» 出題内容 1
以下の行のうち、文字列「woman」を含む行をすべて列挙してください。大文字と小文字は区別します。

» 提示本文
────

この記事では、デロイト トーマツ コンサルティングでは、2023年10月から12月までの2か月間、一般の方に向けて開催していた、『生成AI』を活用して新しいスポーツを考案しよう!コンテスト2023の受賞作品、受賞者インタビューを紹介いたします。
今回のコンテストでは、生成AIの可能性を念頭に、競技性の高いスポーツではなく、レクリエーション性が高く、年齢や性別、体力、技術を問わず、誰もが楽しめる新しいスポーツを様々な方から募集することで、生成AIの普及およびDiversity, Equity, & Inclusionの推進を目指しました。
当コンテストの応募総数は48点となり、応募者は最年少が15歳、最年長が64歳でした。10代・20代の方々からの応募が多かった一方、50代以上の方々からのご応募も複数件あり、生成AIが世代を問わず浸透しつつあることが分かりました。また、応募作品を通じて、生成AIが人の創造性や発想力の向上を促進することと共に、新しいスポーツのアイデアをより効果的に伝えるための企画書やPR動画などにも幅広く活用されているといった特徴が見られました。加えて、デロイト トーマツ グループ公式Xアカウントにて投稿された応募作品のPR動画が、累計数十万インプレッション数を獲得したことから、多くの方々から注目を集めていることも分かりました。

────

» 提示データ
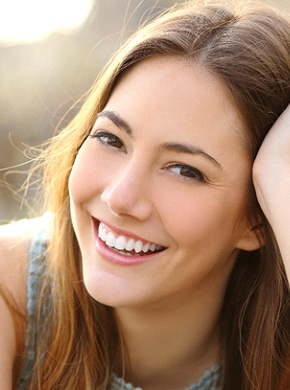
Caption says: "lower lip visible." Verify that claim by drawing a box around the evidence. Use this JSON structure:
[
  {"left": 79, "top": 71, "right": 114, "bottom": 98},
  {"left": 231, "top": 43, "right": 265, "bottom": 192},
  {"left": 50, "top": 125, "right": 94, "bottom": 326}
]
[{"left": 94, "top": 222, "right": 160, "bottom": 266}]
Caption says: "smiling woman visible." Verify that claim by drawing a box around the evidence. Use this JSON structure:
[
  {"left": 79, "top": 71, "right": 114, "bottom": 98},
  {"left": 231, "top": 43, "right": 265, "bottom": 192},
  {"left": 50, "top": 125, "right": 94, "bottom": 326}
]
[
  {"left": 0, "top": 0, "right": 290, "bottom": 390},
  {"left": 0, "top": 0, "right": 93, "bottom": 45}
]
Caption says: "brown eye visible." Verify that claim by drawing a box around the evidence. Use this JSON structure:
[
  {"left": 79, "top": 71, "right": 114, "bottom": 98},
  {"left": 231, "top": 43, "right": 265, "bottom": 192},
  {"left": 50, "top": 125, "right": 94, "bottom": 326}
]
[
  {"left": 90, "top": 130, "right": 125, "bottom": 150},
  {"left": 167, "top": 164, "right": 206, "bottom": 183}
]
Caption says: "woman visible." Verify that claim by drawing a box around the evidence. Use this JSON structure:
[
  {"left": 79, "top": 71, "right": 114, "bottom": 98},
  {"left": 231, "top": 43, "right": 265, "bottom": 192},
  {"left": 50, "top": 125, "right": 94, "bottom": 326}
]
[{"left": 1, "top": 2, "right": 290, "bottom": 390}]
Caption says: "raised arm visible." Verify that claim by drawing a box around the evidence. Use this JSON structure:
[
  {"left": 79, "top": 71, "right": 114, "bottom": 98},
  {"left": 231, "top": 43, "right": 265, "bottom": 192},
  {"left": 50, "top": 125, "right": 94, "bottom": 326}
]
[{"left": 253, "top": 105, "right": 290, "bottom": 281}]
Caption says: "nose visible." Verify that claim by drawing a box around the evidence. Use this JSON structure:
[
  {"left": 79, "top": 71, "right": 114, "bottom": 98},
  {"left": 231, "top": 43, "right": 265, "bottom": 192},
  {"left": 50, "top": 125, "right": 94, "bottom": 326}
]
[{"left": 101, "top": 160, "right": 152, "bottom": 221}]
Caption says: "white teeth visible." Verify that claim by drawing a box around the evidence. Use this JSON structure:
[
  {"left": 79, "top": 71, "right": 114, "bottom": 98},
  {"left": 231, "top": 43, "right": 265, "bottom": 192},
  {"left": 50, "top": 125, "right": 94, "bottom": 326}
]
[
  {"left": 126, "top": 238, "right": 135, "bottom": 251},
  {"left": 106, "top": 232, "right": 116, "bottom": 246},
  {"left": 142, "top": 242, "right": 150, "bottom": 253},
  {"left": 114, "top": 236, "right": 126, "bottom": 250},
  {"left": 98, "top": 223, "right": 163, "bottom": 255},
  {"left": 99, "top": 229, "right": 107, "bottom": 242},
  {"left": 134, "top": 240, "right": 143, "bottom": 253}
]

────

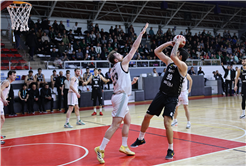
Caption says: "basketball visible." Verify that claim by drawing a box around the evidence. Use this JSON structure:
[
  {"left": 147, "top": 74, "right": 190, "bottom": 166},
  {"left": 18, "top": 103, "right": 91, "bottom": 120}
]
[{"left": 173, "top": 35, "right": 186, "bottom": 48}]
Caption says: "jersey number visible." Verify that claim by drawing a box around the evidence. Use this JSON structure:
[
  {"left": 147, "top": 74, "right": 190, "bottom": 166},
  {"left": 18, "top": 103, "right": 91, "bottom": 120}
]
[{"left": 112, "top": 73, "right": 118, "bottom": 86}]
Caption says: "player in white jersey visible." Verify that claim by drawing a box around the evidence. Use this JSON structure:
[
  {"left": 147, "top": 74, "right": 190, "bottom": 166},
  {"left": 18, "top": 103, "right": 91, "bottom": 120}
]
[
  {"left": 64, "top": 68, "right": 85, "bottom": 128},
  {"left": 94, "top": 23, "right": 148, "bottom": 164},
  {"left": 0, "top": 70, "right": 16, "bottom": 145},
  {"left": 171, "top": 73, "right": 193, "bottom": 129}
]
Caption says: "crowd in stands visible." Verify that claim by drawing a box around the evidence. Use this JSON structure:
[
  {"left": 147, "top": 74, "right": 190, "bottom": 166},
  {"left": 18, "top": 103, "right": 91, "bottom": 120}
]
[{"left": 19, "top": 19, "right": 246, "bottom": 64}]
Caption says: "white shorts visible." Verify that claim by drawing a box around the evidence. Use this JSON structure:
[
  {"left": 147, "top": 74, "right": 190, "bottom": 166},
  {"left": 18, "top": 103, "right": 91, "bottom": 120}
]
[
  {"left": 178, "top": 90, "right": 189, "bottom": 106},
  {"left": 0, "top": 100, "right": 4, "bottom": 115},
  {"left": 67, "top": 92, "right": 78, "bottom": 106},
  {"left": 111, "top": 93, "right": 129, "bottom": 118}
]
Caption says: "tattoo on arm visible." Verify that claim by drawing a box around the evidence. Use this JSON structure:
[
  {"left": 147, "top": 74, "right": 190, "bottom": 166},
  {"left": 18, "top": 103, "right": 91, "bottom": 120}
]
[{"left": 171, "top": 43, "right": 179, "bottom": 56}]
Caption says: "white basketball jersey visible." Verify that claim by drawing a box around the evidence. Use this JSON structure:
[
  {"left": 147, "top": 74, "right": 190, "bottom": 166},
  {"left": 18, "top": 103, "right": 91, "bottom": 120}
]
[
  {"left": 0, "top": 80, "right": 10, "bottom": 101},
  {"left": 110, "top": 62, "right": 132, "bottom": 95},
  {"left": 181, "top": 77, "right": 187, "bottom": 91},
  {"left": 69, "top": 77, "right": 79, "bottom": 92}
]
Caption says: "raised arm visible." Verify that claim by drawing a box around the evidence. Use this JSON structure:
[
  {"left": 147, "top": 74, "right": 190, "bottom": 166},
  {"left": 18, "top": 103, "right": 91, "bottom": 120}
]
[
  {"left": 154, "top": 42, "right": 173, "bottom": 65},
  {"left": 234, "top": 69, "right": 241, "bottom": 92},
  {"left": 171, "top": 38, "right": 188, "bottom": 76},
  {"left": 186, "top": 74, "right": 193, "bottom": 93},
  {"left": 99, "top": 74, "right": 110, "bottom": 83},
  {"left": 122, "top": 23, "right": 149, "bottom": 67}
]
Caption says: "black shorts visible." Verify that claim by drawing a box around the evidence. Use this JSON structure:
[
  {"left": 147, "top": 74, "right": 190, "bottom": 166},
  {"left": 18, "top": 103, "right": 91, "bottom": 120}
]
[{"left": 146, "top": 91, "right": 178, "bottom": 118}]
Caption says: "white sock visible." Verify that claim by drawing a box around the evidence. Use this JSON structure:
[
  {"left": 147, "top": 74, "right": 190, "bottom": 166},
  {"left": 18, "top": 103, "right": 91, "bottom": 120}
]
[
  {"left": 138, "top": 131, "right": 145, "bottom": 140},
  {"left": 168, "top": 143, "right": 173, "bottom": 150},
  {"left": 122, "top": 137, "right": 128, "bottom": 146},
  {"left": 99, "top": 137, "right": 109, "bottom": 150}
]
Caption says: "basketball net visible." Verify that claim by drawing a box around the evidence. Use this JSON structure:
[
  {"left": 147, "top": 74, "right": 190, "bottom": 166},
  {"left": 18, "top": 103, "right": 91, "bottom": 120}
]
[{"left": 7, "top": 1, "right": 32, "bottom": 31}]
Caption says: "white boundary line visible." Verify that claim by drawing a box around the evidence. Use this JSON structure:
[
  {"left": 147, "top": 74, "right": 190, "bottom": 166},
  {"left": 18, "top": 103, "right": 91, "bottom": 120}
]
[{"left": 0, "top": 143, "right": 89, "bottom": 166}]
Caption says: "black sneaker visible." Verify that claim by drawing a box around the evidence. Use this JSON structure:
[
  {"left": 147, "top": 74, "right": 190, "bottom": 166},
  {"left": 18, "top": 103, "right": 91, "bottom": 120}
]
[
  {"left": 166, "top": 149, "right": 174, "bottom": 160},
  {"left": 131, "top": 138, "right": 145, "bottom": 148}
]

────

» 出題内容 2
提示本文にある次の一文を英語に訳してください:「当コンテストの応募総数は48点となり、応募者は最年少が15歳、最年長が64歳でした。」

» 解答例 1
Caption says: "smiling woman visible." Verify that claim by drawing a box around the evidence. Use this JSON structure:
Caption says: "woman visible." Verify that claim by drawing a box around the evidence. Use this JSON structure:

» 解答例 2
The contest received a total of 48 entries, with the youngest entrant aged 15 and the oldest aged 64.